═════ EXCERPT TO READ
Testing out the Plush interpreter, I found that I could run fib(38) in 9.10 seconds with a release build. That's over 126 million function calls, so about 14 million function calls per second. Just for fun I decided to compare it against Python 3.13.5 (released June 2025) and that ran in 5.70s, meaning Plush was about 60% slower. Ouch. CPython also uses a token-threaded interpreter, so in theory this is not an unfair comparison. This situation could not be allowed to stand, so I decided to look at whether it was possible, with a few simple tweaks, to get to the point where we could outperform CPython on fib.
I started by dumping the bytecode instruction sequence for fib, which is 18 instructions long:
# fib
get_arg { idx: 0 }
push { val: Int64(2) }
lt
if_false { target_ofs: 2 }
get_arg { idx: 0 }
ret
get_arg { idx: 0 }
push { val: Int64(1) }
sub
push { val: Fun(FunId(256)) }
call { argc: 1 }
get_arg { idx: 0 }
push { val: Int64(2) }
sub
push { val: Fun(FunId(256)) }
call { argc: 1 }
add
ret
Like CPython, the Plush interpreter is a stack-based bytecode VM. The get_arg instruction pushes the value of a function argument on the stack, push is used to place a constant on the stack, and lt performs a less-than comparison, etc. The first thing that stood out to me is that I am pushing a constant representing a function before calling it with the call instruction. In this case we know the function we're calling, and so it seems like it would be easy to combine the push and the call into some kind of call_direct instruction which embeds the function to call into the bytecode instruction. I made that change, which saves two bytecode instructions, and it got me from 9.10s to 8.44s.
Some of you may be wondering why this is faster. We have less bytecode instructions but we're really doing the same computation, the same work that we were doing before. The important thing to know is that much of the performance loss incurred by an interpreter comes from the overhead of dispatching instructions. In general, bigger instructions that do more work are better for interpreter performance because they allow us to reduce dispatch overhead. Bigger instructions also give our compiler a bigger chunk of code to optimize in one piece, which could lead to more effective optimizations.
══════════
LIST OF TASKS
1: Retype the Plush interpreter text from "Some of you" up to and including "more effective optimizations.".
2: For each statement, say yes or no according to the Plush interpreter text, and quote the exact words that decide it. (a) Python 3.13.5 ran fib(38) in 5.70 seconds. (b) The bytecode instruction sequence for fib is 20 instructions long. (c) Combining the push and the call into a call_direct instruction saves three bytecode instructions.
Use only the Plush interpreter text to complete the tasks.
═════ STORED RECORDS
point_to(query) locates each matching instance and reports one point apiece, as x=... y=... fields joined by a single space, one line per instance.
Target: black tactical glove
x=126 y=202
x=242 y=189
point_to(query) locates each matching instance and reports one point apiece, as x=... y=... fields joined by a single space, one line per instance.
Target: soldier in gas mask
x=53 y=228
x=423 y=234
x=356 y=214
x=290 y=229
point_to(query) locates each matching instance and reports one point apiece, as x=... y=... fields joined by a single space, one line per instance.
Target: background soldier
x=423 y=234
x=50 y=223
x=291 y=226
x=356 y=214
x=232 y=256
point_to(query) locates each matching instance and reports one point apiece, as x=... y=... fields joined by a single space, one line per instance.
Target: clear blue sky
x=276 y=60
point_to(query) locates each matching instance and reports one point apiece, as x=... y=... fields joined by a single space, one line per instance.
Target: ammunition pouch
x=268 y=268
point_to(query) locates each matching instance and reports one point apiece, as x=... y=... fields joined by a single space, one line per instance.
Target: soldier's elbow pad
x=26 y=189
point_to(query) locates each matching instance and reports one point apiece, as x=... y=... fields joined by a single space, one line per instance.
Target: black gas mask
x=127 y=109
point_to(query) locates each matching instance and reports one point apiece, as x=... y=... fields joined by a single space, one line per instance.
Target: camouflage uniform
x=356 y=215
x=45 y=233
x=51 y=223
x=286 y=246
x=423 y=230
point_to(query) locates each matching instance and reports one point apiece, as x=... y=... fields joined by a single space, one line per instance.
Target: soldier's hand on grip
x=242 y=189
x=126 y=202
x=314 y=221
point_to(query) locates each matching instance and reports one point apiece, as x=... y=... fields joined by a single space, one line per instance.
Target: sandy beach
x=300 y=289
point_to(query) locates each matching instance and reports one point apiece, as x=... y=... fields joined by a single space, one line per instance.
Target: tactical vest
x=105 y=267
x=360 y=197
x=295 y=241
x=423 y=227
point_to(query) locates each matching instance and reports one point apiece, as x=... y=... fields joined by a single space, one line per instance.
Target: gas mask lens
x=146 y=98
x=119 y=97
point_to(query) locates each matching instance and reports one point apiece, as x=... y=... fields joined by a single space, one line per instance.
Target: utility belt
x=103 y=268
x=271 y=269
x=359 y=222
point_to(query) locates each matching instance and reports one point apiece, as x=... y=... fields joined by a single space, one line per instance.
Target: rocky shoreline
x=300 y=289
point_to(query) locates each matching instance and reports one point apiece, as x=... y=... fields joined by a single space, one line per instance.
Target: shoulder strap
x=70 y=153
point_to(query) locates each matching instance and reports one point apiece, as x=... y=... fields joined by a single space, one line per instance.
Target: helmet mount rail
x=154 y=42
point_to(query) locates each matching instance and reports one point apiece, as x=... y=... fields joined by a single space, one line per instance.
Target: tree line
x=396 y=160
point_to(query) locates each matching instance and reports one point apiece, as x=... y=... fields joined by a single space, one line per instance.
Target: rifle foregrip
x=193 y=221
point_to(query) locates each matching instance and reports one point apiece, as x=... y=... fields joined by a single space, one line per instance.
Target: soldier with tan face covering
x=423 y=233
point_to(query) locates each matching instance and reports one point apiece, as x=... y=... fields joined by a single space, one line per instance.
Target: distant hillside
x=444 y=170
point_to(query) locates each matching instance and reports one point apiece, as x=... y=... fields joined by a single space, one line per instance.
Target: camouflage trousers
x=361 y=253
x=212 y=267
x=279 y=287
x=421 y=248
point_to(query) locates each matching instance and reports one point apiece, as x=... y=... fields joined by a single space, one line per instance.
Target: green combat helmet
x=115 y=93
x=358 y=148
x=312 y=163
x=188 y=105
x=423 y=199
══════════
PER-TASK ANSWERS
1:
Some of you may be wondering why this is faster. We have less bytecode instructions but we're really doing the same computation, the same work that we were doing before. The important thing to know is that much of the performance loss incurred by an interpreter comes from the overhead of dispatching instructions. In general, bigger instructions that do more work are better for interpreter performance because they allow us to reduce dispatch overhead. Bigger instructions also give our compiler a bigger chunk of code to optimize in one piece, which could lead to more effective optimizations.

2:
(a) Yes: "Python 3.13.5 (released June 2025) and that ran in 5.70s"
(b) No: "which is 18 instructions long"
(c) No: "which saves two bytecode instructions"